_TASK DESCRIPTION:_ Starting at the line that contains "Expected behaviour: the pointer locates the red", print every remaining line of the entries, unchanged, and output nothing more.
## Begin INPUT FOR THIS TASK
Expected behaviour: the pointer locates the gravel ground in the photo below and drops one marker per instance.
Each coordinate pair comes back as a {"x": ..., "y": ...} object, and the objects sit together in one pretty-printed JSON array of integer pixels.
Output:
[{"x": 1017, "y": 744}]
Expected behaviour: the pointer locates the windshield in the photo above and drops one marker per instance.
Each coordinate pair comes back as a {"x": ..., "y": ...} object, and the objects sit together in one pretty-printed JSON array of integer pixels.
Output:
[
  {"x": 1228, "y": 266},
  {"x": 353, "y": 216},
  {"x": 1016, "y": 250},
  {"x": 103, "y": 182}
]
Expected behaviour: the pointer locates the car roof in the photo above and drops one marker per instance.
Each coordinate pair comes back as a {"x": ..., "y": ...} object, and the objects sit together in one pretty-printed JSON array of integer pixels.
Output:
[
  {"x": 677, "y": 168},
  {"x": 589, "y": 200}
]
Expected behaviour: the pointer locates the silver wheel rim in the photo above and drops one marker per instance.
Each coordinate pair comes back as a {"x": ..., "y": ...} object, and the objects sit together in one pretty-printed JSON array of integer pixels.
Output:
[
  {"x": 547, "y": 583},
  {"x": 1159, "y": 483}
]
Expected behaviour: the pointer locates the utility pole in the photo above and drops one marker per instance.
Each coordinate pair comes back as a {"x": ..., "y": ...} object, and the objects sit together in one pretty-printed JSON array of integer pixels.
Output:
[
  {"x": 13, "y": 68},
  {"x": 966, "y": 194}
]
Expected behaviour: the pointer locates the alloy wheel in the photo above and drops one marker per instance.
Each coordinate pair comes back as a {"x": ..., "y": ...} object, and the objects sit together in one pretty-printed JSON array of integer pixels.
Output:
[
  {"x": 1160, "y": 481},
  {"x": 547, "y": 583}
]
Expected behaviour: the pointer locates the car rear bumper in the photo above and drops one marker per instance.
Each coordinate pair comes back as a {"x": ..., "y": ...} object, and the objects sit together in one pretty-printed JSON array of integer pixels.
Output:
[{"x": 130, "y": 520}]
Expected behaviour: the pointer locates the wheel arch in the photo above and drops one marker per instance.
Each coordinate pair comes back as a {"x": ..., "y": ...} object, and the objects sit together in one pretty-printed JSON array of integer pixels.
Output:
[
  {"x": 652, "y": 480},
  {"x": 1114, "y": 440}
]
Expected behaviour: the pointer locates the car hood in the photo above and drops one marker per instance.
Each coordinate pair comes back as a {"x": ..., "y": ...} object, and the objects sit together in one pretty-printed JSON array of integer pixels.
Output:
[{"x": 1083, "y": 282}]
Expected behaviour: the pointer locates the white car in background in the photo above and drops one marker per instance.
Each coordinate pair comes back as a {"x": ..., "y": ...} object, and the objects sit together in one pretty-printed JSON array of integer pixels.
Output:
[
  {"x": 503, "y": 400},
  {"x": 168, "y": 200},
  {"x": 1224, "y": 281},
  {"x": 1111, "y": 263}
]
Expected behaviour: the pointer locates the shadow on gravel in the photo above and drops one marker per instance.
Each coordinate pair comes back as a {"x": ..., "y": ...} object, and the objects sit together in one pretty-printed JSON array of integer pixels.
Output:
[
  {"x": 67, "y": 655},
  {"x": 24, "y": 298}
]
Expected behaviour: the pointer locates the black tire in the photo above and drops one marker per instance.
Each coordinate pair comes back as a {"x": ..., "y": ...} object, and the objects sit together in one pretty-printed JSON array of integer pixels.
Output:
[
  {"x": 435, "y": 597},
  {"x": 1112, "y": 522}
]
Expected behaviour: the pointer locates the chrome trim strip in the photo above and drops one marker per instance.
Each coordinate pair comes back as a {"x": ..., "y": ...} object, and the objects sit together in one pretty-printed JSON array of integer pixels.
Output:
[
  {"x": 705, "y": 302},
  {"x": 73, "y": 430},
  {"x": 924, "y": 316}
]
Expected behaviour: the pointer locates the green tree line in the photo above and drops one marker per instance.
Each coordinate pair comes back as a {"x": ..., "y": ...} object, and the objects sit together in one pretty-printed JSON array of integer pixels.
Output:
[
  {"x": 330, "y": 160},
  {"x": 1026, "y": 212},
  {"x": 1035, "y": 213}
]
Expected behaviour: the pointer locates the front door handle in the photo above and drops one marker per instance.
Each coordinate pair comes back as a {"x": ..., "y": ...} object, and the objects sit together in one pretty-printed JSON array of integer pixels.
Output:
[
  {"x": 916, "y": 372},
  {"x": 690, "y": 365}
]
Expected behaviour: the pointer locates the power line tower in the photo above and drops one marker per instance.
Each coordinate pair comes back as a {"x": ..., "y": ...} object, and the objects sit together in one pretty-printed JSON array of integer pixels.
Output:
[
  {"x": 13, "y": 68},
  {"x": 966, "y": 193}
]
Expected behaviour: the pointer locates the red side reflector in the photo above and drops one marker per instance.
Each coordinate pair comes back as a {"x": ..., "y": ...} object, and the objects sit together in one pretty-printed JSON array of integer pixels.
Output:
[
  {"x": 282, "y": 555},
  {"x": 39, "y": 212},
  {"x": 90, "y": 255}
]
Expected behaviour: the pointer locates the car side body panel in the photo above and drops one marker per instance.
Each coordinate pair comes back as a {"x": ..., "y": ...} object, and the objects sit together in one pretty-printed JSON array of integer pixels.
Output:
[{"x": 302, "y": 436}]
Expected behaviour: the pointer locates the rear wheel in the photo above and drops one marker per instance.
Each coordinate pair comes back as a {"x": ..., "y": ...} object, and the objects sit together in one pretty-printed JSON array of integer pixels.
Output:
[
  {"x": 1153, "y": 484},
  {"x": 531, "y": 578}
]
## End INPUT FOR THIS TASK
_SOLUTION BELOW:_
Expected behaviour: the pointer locates the red side reflector in the photo above and drops one marker per instance.
Each coordinate pair comes back as a {"x": ..., "y": ...} object, and the objects sit together in one pretty-printed JSON array of integer pixels.
Output:
[
  {"x": 282, "y": 555},
  {"x": 39, "y": 212},
  {"x": 90, "y": 255}
]
Expected behaviour: the pointer locates the car side body panel in the photo above and drops one marker per instance.
Each coordinate pair comes back as a {"x": ..., "y": ...} object, and the objects sit together in one pretty-printed JSON array of integer pixels.
Output:
[{"x": 302, "y": 436}]
Expected behaviour: the pointer locates the rear wheel in the photo above and drops one marker per instance.
Each coordinate pair comes back as a {"x": ..., "y": ...} object, and the objects sit together in one pretty-printed JSON array of integer pixels.
Output:
[
  {"x": 1153, "y": 484},
  {"x": 531, "y": 578}
]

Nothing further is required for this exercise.